─── RECORDED INFORMATION ───
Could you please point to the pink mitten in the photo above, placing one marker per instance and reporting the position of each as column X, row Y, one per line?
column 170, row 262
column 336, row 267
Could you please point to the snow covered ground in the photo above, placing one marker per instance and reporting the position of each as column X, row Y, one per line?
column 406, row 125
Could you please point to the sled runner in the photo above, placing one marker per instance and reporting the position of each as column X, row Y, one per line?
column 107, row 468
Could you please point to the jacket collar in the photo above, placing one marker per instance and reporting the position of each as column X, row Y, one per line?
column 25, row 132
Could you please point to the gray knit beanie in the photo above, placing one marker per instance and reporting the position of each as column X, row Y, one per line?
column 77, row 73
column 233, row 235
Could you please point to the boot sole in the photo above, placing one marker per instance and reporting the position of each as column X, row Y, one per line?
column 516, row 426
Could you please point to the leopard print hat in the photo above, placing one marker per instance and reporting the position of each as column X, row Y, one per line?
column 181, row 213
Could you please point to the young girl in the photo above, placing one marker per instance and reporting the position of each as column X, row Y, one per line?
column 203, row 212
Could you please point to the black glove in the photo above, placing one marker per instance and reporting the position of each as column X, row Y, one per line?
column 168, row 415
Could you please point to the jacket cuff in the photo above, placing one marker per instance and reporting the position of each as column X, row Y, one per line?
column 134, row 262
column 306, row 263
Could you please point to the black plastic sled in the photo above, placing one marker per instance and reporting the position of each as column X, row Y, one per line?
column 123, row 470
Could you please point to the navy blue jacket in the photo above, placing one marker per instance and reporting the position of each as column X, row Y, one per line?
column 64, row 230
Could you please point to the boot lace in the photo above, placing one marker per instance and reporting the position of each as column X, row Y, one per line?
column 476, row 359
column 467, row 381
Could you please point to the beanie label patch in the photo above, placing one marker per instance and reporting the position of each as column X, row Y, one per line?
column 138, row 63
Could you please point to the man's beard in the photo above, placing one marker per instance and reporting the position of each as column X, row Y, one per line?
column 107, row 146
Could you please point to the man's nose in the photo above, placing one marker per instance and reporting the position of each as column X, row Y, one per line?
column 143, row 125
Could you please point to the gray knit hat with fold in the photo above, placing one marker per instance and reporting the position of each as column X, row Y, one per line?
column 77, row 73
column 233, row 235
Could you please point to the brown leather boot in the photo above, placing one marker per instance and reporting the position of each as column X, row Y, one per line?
───
WHAT YOU ARE ASKED TO DO -
Reproduce the entries above as a Markdown table with the columns Number and Text, from the line with "Could you please point to the boot sole" to the line with "column 123, row 470". Number each line and leave out blank lines.

EXPECTED ANSWER -
| Number | Text |
|---|---|
| 1 | Could you please point to the boot sole in the photo above, placing one marker per instance and reporting the position of each as column X, row Y, one per line? |
| 2 | column 516, row 426 |
| 3 | Could you please point to the leopard print hat in the photo above, placing one marker per instance and reporting the position of each as column X, row Y, one per line? |
| 4 | column 181, row 213 |
| 5 | Could you please point to the young girl in the photo above, placing one marker per instance and reporting the position of each as column X, row Y, one per line? |
| 6 | column 203, row 212 |
| 7 | Could you please point to the black glove in the photo above, placing one marker per instance and reporting the position of each as column X, row Y, one per line? |
| 8 | column 168, row 415 |
| 9 | Could you please point to the jacket cuff in the photo above, placing one marker per instance and reporting the position of each as column X, row Y, one per line? |
| 10 | column 134, row 262 |
| 11 | column 306, row 263 |
| 12 | Could you please point to the black plastic sled in the photo above, placing one marker per instance and reporting the position of each as column X, row Y, one per line? |
| 13 | column 123, row 470 |